_WHAT YOU SHOULD DO_
For each statement below, say yes or no according to the poultry ailments text, and quote the words from the text that settle it: (a) arsenical poison causes diarrhea in fowls; (b) pyaemia is contagious; (c) ducks are the birds most likely to be poisoned by excess of salt.

POISONING

Symptoms. As a rule the poisons that fowls eat are mineral. The most pronounced symptom is evidence of pain. In cases of arsenical poison there is diarrhea. A poison containing a copper compound acts partly as an emetic, causing the fowl to make an effort to vomit. In cases of mineral poisons, post-mortem examinations show inflammation of the stomach and the digestive tract.

Sources of poison. Poultry are likely to get poisoned from the following sources:

Fertilizers (e. g., nitrate of soda) used on fields in which fowls scratch for food. Such cases are rare.

Insecticides and fungicides (e. g., Paris green [arsenic], lead arsenate, Bordeaux mixture) applied to plants under which fowls run. If sprays are mixed in correct proportions and used in normal quantities, there is little danger to poultry feeding on the grass below sprayed trees. Great care should, however, be taken in disposing of the sediment and the residue after spraying operations are completed.

Rat poisons (e. g., phosphorus, strychnine, baryta). These poisons are particularly dangerous when mixed with cornmeal or other bait attractive to fowls. The best way to set rat poison is to put it in a piece of piping of such a diameter and length that fowls cannot reach it.

Salt. Food mixed with salt for other domestic animals may be accidentally given to fowls. Chickens are the most likely to be poisoned by excess of salt.

Treatment. If fowls have eaten poisonous substances, the fact is not usually discovered until after death or until it is too late to administer an antidote. Most of the poisons fowls are likely to eat act as irritants of the digestive tract. Milk and white of egg should be given. It is advisable to give a stimulant, such as half a teaspoonful of brandy.

PYÆMIA
Not contagious, and not common

Symptoms. This disease cannot be diagnosed except by post-mortem examination and microscopic identification of pus-forming organisms in the infected areas (whitish spots) of liver, spleen, etc.

Cause. Pus-forming organisms believed to enter the blood through a wound in the skin.

Treatment. As there are no external symptoms, treatment is not possible.

RHEUMATISM
Not a common trouble

Symptoms. Lameness and stiffness of joints.

Cause. May be due in some cases to too stimulating food and to dampness.

Treatment. Put affected bird in dry quarters and vary food, adding more greens. Rub joints with embrocation, or turpentine and oil.

ROUP (CONTAGIOUS CATARRH)

_DATASET RECORDS_
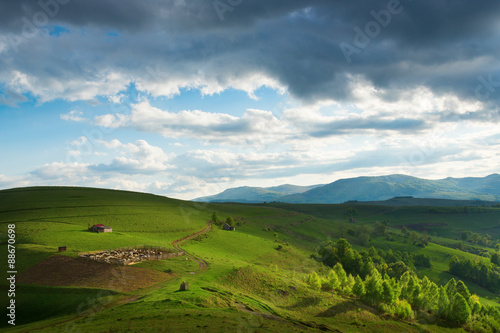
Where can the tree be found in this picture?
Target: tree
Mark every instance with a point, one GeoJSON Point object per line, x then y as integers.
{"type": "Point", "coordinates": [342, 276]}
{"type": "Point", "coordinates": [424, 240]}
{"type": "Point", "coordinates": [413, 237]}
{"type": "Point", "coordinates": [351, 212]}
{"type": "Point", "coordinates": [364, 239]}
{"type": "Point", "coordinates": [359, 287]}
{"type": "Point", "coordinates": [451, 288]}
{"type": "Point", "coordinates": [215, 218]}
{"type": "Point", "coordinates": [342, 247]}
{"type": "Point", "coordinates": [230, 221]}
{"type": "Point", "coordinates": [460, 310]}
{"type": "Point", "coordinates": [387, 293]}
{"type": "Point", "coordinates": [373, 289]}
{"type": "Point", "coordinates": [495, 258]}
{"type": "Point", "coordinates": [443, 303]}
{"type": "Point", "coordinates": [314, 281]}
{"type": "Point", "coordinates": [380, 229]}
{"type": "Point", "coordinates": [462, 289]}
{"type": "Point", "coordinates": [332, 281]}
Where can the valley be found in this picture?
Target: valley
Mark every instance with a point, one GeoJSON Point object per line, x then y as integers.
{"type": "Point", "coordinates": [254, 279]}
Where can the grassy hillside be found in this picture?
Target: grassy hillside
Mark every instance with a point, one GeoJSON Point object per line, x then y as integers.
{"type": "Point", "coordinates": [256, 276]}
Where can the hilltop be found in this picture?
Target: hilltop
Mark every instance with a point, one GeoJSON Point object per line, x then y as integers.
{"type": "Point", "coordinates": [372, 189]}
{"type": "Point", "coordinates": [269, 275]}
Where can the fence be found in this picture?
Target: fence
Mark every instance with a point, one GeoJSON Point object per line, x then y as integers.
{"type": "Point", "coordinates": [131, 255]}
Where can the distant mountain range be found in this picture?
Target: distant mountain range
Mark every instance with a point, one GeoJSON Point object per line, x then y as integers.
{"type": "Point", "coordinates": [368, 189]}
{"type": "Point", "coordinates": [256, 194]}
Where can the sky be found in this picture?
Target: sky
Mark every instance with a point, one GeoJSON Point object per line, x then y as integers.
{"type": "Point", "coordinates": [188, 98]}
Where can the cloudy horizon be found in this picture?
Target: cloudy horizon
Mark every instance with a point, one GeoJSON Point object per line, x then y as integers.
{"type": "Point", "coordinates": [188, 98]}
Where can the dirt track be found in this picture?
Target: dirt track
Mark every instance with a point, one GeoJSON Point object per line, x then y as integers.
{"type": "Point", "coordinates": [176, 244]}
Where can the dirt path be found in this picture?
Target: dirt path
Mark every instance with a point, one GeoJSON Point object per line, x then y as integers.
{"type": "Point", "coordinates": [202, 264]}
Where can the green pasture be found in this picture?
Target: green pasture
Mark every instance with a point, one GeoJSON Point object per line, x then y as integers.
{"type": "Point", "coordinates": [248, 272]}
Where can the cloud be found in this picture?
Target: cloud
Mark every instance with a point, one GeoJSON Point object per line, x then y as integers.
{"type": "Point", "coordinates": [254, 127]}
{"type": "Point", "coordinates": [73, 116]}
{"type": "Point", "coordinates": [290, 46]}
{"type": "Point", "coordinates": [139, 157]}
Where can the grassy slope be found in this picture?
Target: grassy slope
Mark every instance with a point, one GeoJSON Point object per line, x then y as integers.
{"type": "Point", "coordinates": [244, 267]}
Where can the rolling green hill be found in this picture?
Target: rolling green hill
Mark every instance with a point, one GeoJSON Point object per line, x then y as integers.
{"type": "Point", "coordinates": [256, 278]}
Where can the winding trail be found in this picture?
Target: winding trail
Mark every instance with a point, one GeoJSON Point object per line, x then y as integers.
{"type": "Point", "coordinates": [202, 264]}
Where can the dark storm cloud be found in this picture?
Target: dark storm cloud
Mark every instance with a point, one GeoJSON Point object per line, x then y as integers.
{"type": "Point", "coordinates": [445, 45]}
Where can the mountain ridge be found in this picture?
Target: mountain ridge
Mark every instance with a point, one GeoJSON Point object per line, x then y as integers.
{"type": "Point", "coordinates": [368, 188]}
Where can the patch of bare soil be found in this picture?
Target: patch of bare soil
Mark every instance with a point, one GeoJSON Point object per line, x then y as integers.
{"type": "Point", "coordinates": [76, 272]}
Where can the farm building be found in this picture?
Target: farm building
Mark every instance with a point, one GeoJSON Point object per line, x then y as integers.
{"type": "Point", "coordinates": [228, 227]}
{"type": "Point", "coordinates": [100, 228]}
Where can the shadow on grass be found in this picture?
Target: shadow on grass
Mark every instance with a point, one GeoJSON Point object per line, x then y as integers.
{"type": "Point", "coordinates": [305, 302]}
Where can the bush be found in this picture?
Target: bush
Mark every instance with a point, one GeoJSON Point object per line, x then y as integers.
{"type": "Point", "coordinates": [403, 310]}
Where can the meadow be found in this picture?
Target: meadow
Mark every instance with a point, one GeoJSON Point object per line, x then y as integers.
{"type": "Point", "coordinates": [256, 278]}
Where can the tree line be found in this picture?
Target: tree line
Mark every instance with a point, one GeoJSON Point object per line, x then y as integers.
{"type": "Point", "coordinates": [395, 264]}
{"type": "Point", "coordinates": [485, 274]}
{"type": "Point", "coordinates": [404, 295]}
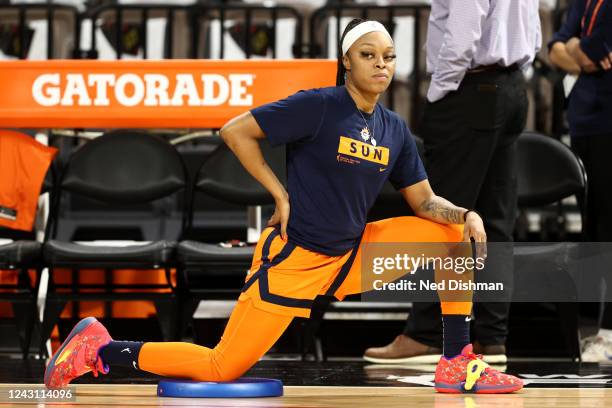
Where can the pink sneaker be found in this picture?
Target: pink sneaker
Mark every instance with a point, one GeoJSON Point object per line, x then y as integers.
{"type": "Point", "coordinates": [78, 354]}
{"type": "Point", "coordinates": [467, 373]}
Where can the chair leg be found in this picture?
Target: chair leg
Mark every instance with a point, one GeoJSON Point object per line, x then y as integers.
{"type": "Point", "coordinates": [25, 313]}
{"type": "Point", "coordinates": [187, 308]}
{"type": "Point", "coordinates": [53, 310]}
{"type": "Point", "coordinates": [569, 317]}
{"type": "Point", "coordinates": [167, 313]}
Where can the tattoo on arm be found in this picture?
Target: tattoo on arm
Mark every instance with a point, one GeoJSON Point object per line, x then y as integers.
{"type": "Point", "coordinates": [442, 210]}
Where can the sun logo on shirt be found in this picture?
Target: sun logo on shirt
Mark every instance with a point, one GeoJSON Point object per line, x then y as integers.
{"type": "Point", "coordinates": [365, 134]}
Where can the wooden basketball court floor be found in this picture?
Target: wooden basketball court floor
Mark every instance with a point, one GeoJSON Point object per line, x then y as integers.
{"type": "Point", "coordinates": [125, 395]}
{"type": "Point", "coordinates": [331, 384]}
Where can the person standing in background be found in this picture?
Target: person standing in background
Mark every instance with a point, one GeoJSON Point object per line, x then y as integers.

_WRITTEN RESPONSE_
(a) Yes: "In cases of arsenical poison there is diarrhea."
(b) No: "Not contagious, and not common"
(c) No: "Chickens are the most likely to be poisoned by excess of salt."